(Source records)
•••••
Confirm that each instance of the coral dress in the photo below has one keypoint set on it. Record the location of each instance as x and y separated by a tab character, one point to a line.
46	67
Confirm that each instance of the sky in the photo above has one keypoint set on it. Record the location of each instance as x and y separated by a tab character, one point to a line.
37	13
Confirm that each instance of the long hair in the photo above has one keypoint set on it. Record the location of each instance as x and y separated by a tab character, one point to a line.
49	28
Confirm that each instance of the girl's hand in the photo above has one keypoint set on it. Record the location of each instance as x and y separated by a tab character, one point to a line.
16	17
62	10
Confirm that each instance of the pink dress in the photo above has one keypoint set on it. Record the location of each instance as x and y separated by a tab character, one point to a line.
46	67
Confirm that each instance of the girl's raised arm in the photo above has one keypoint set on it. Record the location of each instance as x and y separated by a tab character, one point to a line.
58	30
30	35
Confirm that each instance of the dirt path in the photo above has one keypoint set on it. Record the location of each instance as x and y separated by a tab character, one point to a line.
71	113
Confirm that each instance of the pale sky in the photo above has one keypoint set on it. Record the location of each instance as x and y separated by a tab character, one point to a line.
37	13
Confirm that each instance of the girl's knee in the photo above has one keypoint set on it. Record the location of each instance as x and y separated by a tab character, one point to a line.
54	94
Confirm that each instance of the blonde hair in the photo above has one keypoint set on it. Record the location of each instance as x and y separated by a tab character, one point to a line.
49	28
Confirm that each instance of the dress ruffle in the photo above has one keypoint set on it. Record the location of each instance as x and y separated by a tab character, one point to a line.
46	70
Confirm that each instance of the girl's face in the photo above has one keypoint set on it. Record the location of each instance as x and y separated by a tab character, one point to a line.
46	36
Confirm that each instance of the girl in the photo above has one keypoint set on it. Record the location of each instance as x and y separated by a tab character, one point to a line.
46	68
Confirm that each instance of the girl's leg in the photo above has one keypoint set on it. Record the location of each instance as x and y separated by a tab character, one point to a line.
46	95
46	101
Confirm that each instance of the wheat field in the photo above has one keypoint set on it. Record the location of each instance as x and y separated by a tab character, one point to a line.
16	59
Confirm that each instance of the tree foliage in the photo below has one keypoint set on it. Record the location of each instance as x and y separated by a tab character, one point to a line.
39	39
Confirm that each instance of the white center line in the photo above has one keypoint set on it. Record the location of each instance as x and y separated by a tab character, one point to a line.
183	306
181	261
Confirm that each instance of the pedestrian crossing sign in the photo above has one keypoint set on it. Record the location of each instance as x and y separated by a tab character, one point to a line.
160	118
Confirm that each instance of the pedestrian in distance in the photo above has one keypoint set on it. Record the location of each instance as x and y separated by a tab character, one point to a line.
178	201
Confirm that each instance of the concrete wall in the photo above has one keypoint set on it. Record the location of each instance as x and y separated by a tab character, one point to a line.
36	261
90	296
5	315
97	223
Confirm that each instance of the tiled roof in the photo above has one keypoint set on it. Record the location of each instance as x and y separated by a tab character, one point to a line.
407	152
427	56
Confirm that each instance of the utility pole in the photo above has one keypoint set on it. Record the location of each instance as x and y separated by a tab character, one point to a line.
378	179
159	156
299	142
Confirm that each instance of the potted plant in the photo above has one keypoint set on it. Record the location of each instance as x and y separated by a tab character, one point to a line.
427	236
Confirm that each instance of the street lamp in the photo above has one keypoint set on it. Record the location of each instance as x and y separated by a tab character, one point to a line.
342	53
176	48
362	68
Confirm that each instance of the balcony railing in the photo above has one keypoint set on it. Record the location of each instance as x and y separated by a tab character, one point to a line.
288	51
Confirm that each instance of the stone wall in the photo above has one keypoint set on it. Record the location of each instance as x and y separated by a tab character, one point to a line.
•••••
**Directions**
Repeat the lines above, from the one containing "Confirm that each instance of the potted" to the final line, word for word and with nothing else.

**Answer to this task**
Confirm that each instance of the potted plant in the photo above has one keypoint set on it. Record the location of each instance as x and y separated by a tab character, one point to a line.
427	236
Confirm that each instance of the street lamp in the photo above has one keypoint set on it. Record the location of each instance as x and y separated by a tab character, one point to a line.
342	53
176	48
362	68
Confirm that each instance of the balcony railing in the photo above has one keypoint set on it. Record the location of each instance as x and y separated by a tab character, one point to a line.
288	51
Confirm that each instance of the stone wall in the photo above has one keypoint set on it. Record the location of each instance as x and y separated by a tab character, one point to a line.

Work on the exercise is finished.